(TEXT PROVIDED)

There are two forms in which gangrene is observed: dry and moist.
Dry gangrene, or mummification, is a condition which occurs in consequence of a gradual diminution and final cessation of the blood supply, with the venous outflow intact. In this way, aided by evaporation and the venous return, there is a gradual drying of the parts. Diseases of the arteries and increasing pressure upon them from growing tumors, causes this variety.
Moist gangrene is due to the sudden arrest of the arterial supply, or a similar obstruction to the venous return.
This is the variety commonly met with from crushing or cutting accidents; from the effects of carbolic and other acids; from cold; and from thrombosis and embolism.
A thrombus is a blood clot occluding the lumen of a vessel. An embolus is a loosened part of a thrombus or any other foreign substance, free in the blood stream, such as a drop of fat, an air globule, or a detached particle of tissue from growths in the heart or vessels. Any one of these may find lodgment in a terminal vessel, and plug it.
Moist gangrene therefore differs from dry gangrene in that the arrest of circulation takes place more or less suddenly when the tissues are suffused with blood.
The dry form of gangrene does not occur regularly in the diseases in which it might be expected, and though a true wet gangrene is not found, neither is the typical mummification.
Moist gangrene may occur in diabetes, in senility and in Reynaud’s disease, and probably assumes this form on account of the sudden onset of inflammation in the part from some slight abrasion, or from weak heart action.

(End TEXT PROVIDED)
(THE DATA)

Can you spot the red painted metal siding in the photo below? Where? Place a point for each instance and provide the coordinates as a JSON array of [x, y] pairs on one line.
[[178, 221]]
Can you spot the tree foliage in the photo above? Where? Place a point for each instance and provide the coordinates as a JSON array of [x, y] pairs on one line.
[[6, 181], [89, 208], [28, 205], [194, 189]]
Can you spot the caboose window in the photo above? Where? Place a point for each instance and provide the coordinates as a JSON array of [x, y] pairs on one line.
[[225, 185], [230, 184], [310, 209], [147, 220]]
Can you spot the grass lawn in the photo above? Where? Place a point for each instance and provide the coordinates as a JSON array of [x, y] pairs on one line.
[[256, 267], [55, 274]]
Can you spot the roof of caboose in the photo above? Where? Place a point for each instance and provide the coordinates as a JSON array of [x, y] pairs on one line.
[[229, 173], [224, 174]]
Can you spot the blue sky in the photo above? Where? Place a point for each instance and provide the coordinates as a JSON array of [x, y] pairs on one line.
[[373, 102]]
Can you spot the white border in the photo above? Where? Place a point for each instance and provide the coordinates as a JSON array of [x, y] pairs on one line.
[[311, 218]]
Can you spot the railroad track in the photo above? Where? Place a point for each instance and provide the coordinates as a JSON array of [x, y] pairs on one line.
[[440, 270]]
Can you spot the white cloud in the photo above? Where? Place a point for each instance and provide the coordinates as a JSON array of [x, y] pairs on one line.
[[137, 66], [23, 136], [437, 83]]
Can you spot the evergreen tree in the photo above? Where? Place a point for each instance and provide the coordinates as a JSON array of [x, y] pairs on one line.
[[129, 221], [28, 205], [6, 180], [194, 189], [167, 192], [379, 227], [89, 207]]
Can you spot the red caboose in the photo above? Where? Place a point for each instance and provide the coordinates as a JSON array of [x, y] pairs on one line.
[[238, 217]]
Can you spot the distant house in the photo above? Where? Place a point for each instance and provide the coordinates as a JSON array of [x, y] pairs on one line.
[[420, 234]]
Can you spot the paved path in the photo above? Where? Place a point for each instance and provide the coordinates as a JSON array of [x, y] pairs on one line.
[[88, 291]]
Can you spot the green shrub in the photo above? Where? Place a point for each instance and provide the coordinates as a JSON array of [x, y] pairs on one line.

(End THE DATA)

WHAT TO WORK ON:
a – Revise the gangrene text from "A thrombus is" to "weak heart action.", putting "old age" where "senility" stands.
b – Does the gangrene text support each statement? (i) Dry gangrene is also called mummification. (ii) Moist gangrene results from a gradual diminution of the blood supply. (iii) An embolus can be a drop of fat.
Answer from the gangrene text alone.

TASK-BY-TASK SOLUTIONS:
a –
A thrombus is a blood clot occluding the lumen of a vessel. An embolus is a loosened part of a thrombus or any other foreign substance, free in the blood stream, such as a drop of fat, an air globule, or a detached particle of tissue from growths in the heart or vessels. Any one of these may find lodgment in a terminal vessel, and plug it.
Moist gangrene therefore differs from dry gangrene in that the arrest of circulation takes place more or less suddenly when the tissues are suffused with blood.
The dry form of gangrene does not occur regularly in the diseases in which it might be expected, and though a true wet gangrene is not found, neither is the typical mummification.
Moist gangrene may occur in diabetes, in old age and in Reynaud’s disease, and probably assumes this form on account of the sudden onset of inflammation in the part from some slight abrasion, or from weak heart action.

b –
(i) Yes: "Dry gangrene, or mummification"
(ii) No: "Moist gangrene is due to the sudden arrest of the arterial supply"
(iii) Yes: "such as a drop of fat"